WORK ITEM: Each entry must come back word for word; drop the images as you go.

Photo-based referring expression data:
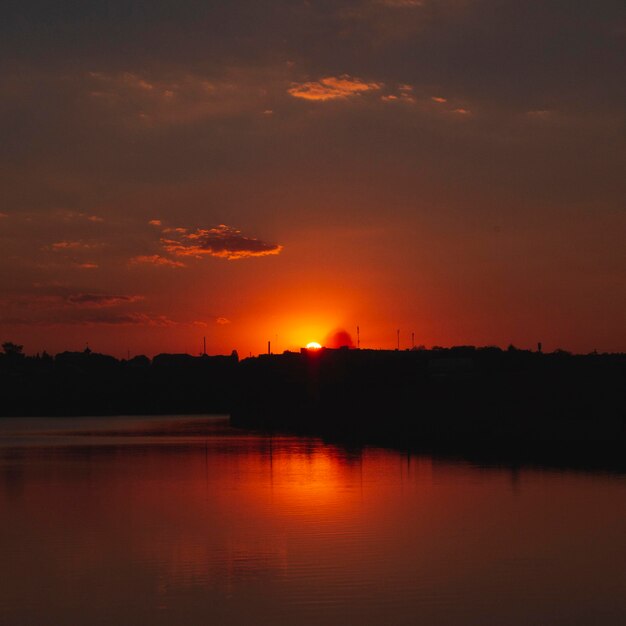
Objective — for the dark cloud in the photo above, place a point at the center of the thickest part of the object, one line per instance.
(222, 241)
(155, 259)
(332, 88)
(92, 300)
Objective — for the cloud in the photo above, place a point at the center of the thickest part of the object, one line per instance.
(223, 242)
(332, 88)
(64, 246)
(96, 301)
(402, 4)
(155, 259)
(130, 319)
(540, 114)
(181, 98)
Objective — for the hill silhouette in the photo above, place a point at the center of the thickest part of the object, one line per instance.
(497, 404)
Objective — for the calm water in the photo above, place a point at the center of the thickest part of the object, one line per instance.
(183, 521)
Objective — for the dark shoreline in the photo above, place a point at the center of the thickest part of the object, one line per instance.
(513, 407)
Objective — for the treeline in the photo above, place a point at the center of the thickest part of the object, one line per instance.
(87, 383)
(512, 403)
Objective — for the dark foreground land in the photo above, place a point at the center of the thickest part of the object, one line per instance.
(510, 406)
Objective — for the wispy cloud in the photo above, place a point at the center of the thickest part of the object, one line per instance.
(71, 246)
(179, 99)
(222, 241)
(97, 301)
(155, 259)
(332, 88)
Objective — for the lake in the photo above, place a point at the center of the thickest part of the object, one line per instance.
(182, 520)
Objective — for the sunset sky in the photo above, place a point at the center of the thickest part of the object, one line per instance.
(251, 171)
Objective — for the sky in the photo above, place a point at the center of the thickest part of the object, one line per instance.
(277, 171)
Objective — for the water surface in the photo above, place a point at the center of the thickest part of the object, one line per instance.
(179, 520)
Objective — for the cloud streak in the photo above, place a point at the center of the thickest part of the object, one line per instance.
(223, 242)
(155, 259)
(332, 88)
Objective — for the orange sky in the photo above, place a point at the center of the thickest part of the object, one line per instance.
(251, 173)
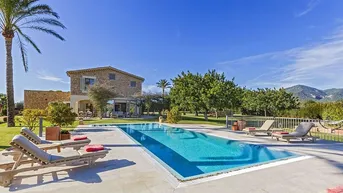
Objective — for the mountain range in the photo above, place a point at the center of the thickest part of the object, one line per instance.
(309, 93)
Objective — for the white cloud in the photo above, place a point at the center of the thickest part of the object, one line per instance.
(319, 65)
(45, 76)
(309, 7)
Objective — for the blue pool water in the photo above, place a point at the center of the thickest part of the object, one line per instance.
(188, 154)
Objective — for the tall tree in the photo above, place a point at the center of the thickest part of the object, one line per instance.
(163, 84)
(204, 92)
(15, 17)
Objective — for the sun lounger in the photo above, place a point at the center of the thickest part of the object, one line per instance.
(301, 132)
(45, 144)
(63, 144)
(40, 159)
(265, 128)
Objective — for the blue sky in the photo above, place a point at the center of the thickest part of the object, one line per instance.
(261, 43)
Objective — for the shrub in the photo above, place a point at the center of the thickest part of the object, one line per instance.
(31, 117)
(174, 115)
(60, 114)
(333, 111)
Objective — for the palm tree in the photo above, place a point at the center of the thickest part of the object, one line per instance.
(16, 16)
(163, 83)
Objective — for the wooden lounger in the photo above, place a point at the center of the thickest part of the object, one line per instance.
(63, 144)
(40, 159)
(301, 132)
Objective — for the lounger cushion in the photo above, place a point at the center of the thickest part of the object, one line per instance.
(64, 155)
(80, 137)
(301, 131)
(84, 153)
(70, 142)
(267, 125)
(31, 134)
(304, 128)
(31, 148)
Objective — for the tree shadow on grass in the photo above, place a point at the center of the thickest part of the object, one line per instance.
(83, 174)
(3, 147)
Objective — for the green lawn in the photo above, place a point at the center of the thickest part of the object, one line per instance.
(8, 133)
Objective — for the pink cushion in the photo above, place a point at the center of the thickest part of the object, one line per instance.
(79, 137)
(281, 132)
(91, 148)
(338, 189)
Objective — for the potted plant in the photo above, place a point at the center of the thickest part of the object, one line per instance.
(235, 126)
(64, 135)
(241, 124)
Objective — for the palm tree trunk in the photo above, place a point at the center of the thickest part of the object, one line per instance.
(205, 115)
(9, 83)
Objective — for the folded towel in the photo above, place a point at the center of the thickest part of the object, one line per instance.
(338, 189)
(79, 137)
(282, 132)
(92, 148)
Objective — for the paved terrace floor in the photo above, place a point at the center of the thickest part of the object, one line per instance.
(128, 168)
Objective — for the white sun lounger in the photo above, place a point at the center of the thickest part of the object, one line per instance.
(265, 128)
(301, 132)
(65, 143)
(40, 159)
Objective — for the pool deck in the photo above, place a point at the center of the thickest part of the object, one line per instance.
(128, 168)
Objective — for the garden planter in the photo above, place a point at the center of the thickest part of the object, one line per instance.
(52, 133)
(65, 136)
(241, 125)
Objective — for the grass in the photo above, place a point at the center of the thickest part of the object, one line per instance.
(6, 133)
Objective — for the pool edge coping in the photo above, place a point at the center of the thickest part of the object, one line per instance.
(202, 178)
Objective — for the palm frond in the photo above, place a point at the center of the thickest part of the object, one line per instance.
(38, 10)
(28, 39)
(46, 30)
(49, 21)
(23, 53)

ANSWER FOR THE TASK:
Objective — for the dark cloud in the photo above, place a point at the center of the thickest part of the object, one line per instance.
(222, 241)
(155, 259)
(332, 88)
(92, 300)
Objective — for the cloud in the photo above, place a point at the center of the thickest part of the object, one line per instance.
(223, 242)
(332, 88)
(64, 246)
(96, 301)
(402, 4)
(155, 259)
(130, 319)
(540, 114)
(181, 98)
Objective — for the hill silhouette in the photo above, place a point at the center of the thickest part of the object, one line per instance.
(497, 404)
Objective — for the calm water in the photo above, place a point at the center of the thickest part of the object, one line per instance.
(183, 521)
Objective — for the dark shoreline in the photo above, place a point at the center of the thickest part of the object, one line per instance.
(513, 407)
Objective — for the treeline in the photo above, place a point at the center of the thickest part of the object, one line per instance.
(87, 383)
(512, 403)
Objective — for the dark foreground land in the photo above, place a point at the center of the thickest part of the object, one line per instance.
(510, 406)
Objective — for the wispy cloud in the photo above, place a point at the center of the thickest part of the object, one line per instance.
(71, 246)
(179, 99)
(222, 241)
(97, 301)
(155, 259)
(332, 88)
Objective — for the lake in the photo above, place a point at the center of the thickest part of the object, one line per instance.
(182, 520)
Objective — for the sunset sky in the photo above, place a point at the center of the thickest part of the object, one line per instance.
(251, 171)
Objective — for the sky in the photo above, place a point at the center of the thickest part of the object, one line per instance.
(277, 171)
Objective — for the water surface in the photo above, place a point at the center of the thickest part of the object, one line per instance.
(179, 520)
Objective — for the cloud streak in the photo above, place a point at the center of the thickest part of the object, one line per instance.
(223, 242)
(155, 259)
(332, 88)
Objective — for the orange sky in the photo above, place a point at the center of the thickest part of the object, one line per instance.
(251, 173)
Objective — for the mountain range in the photo above, place a point at the center of the thickest part of the object, one line per instance.
(309, 93)
Objective — for the white cloud in the photo above, place a point at the center of the thickest part of the object, one line per instance.
(319, 65)
(45, 76)
(309, 7)
Objective — for the blue pool water in the photo above, place a point at the center of the thickest part of the object, one line per instance.
(188, 154)
Objective — for the tall tree in the photo above, place a point at the center of the thickest part of the object, one line per instance.
(163, 84)
(204, 92)
(15, 17)
Objective — for the sun lounger in the photo above, place a point at the center of the thickest part of the object, one line per instance.
(301, 132)
(45, 144)
(63, 144)
(40, 159)
(265, 128)
Objective — for the blue sky in the photo above, place a point at the center of the thickest part of the object, one line per instance.
(261, 43)
Objective — for the shrub in the photo above, place a point at the center of the thickest part of the object, one line per instance.
(31, 117)
(174, 115)
(60, 114)
(333, 111)
Objective — for the palm tree in the photo above, place a point at the center of the thickest part of the object, one line per instance.
(16, 16)
(163, 83)
Objective — for the wooden lounger in the photo above, place a point at the center of the thickest part of the object, one line per instance.
(63, 144)
(40, 159)
(301, 132)
Objective — for the lounger cushion in the photo above, place a point at the center of the thickest part of the object, one line per instance.
(64, 155)
(80, 137)
(301, 131)
(84, 153)
(70, 142)
(267, 125)
(31, 134)
(304, 128)
(31, 148)
Objective — for the tree shadow on grass in the photo above, place a point at the center of the thickest part of the object, one line per instance.
(83, 174)
(3, 147)
Objective — for the green lawn in the photo above, place a point at the center of the thickest part of the object, one line per instance.
(8, 133)
Objective — for the pink cushion in the photo above, place a point at the center of the thickest part of the object, one line per instance.
(79, 137)
(281, 132)
(91, 148)
(338, 189)
Objective — for the potted plant in the photo above, place a point at the center of the thickest part of the object, one line per instance.
(235, 126)
(64, 135)
(241, 124)
Objective — for the palm tree trunk in the photo above, place a point at the center of the thickest part of the object, one line per instance.
(205, 115)
(9, 83)
Objective — for the folded towel in the photo above, place a point at the center of the thickest part of the object, one line per instance.
(338, 189)
(79, 137)
(282, 132)
(92, 148)
Objective — for the paved terrace floor in the photo above, place a point at the center of the thickest part of the object, one line per instance.
(128, 168)
Objective — for the white sun lounger in the photo above, place a point at the center of the thickest part of the object, one line per instance.
(265, 128)
(301, 132)
(65, 143)
(40, 159)
Objective — for the pool deck in the photo above, place a point at the center of the thickest part of the object, one line per instance.
(128, 168)
Objective — for the garden planter in the photo above, place a point at the center of the thickest part of the object, one line per instance.
(52, 133)
(65, 136)
(241, 125)
Objective — for the grass in the photo above, place a point at the center of the thickest part of the object, one line per instance.
(6, 133)
Objective — for the pool edge coping in the photo above, place a point at the center of the thickest part of the object, one line per instance.
(202, 178)
Objective — for the palm frond in the photo above, place a point at the center of the thickest part of the object, one line per instance.
(38, 10)
(28, 39)
(46, 30)
(49, 21)
(23, 53)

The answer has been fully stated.